What is asked: Output every line of the records below verbatim, without changing anything.

Records supplied:
──────

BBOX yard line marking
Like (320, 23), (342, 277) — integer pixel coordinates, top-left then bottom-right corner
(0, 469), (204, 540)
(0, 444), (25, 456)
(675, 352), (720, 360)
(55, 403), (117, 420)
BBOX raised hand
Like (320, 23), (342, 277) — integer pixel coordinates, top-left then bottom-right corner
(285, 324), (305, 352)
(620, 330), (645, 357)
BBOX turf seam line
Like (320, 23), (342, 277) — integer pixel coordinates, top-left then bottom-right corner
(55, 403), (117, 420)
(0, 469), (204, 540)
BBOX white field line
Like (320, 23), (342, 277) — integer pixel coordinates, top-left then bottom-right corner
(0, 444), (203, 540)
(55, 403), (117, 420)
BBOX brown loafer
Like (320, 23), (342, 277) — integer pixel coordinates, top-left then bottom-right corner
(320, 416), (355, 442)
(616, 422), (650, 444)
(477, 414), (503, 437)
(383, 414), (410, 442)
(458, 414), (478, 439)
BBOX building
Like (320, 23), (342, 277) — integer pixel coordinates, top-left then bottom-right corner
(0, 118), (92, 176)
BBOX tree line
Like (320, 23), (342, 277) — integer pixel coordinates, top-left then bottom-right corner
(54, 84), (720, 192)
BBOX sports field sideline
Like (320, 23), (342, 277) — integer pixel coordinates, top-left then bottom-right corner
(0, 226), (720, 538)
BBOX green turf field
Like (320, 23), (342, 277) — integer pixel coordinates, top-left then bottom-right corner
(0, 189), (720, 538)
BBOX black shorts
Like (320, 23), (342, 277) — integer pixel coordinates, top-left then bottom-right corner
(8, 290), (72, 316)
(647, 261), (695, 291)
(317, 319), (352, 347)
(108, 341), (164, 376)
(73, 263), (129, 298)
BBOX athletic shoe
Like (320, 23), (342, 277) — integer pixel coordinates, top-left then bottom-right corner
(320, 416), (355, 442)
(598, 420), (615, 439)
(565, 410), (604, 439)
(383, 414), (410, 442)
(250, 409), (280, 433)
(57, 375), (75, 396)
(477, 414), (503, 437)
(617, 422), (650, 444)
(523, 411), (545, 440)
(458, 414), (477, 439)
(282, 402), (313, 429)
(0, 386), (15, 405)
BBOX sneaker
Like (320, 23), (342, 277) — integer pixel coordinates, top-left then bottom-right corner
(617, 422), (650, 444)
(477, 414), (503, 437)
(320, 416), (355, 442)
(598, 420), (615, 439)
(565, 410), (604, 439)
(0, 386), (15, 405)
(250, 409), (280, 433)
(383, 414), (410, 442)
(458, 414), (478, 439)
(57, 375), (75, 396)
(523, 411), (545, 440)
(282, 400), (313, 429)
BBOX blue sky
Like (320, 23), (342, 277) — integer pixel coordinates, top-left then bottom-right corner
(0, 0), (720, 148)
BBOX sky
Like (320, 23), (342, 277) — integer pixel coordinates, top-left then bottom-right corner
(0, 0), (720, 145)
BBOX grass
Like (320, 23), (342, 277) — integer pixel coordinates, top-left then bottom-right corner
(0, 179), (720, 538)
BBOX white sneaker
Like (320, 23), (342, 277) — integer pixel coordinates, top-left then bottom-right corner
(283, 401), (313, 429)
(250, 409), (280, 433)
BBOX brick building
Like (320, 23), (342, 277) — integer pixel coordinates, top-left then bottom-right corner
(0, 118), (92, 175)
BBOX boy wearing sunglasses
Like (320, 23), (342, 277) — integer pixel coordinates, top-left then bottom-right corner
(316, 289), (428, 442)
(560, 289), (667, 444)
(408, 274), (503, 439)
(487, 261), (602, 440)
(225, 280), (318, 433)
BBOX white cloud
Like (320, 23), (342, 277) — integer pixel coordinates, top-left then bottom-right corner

──────

Expected output:
BBOX yard line marking
Like (320, 23), (342, 277) — integer pixel coordinates, top-left then bottom-right corner
(0, 469), (204, 540)
(0, 444), (25, 456)
(675, 352), (720, 360)
(55, 403), (117, 420)
BBOX raised hand
Like (320, 23), (342, 277) — integer pixel coordinates, top-left then bottom-right corner
(285, 324), (305, 352)
(620, 330), (645, 357)
BBOX turf seam line
Like (320, 23), (342, 277) — integer pixel coordinates, top-left then bottom-right corner
(55, 403), (117, 420)
(0, 469), (204, 540)
BBOX white field line
Like (320, 23), (342, 277) — integer pixel coordinates, top-left then bottom-right corner
(0, 444), (203, 540)
(55, 403), (117, 420)
BBOX brown loafer
Like (320, 23), (342, 277) — integer pixel coordinates, top-left then bottom-right corner
(320, 416), (355, 442)
(616, 422), (650, 444)
(477, 414), (503, 437)
(383, 414), (410, 442)
(458, 414), (478, 439)
BBOX building
Like (320, 23), (342, 277) — integer pixel coordinates, top-left then bottom-right corner
(0, 118), (92, 176)
BBOX tree line
Like (320, 23), (342, 277) — integer pixel coordinates, top-left then bottom-right corner
(54, 84), (720, 192)
BBOX sports field sideline
Like (320, 23), (342, 277) — integer pixel coordinates, top-left then bottom-right corner
(0, 226), (720, 538)
BBOX green turf field
Like (320, 23), (342, 277) — integer pixel coordinates, top-left then bottom-right corner
(0, 189), (720, 538)
BBOX black shorts
Like (320, 23), (342, 277) — integer pixel coordinates, top-left then bottom-right corner
(8, 290), (72, 316)
(647, 261), (695, 291)
(317, 319), (352, 347)
(108, 341), (164, 376)
(73, 263), (129, 298)
BBOX athletic shoe
Like (320, 23), (342, 277) — integer pixel coordinates, top-left then bottom-right corner
(320, 416), (355, 442)
(598, 420), (615, 439)
(565, 410), (604, 439)
(383, 414), (410, 442)
(250, 409), (280, 433)
(57, 375), (75, 396)
(477, 414), (503, 437)
(617, 422), (650, 444)
(523, 411), (545, 440)
(458, 414), (477, 439)
(282, 402), (313, 429)
(0, 386), (15, 405)
BBOX sneaker
Like (320, 23), (342, 277) — integer pixel coordinates, top-left then bottom-right corner
(617, 422), (650, 444)
(477, 414), (503, 437)
(320, 416), (355, 442)
(598, 420), (615, 439)
(565, 410), (604, 439)
(0, 386), (15, 405)
(250, 409), (280, 433)
(383, 414), (410, 442)
(458, 414), (478, 439)
(57, 375), (75, 396)
(523, 411), (545, 440)
(282, 400), (313, 429)
BBOX blue sky
Like (320, 23), (342, 277) — integer pixel coordinates, top-left then bottom-right corner
(0, 0), (720, 148)
BBOX sky
Like (320, 23), (342, 277) — integer pixel coordinates, top-left then bottom-right corner
(0, 0), (720, 145)
BBOX grass
Like (320, 23), (342, 277) — integer pixel coordinates, top-left then bottom-right corner
(0, 179), (720, 538)
BBOX white sneaker
Like (320, 23), (342, 277) — integer pixel coordinates, top-left then bottom-right corner
(283, 401), (313, 429)
(250, 409), (280, 433)
BBOX brick building
Like (320, 23), (342, 277) — integer pixel coordinates, top-left then bottom-right corner
(0, 118), (92, 175)
BBOX boy wearing sunglasses
Like (320, 23), (342, 277) — integer pixel coordinates, top-left then bottom-right corner
(316, 289), (428, 442)
(560, 289), (667, 444)
(408, 274), (503, 439)
(487, 261), (602, 440)
(225, 280), (318, 433)
BBOX white cloud
Like (320, 23), (342, 277) — integer pixel coordinates, top-left then bottom-right corner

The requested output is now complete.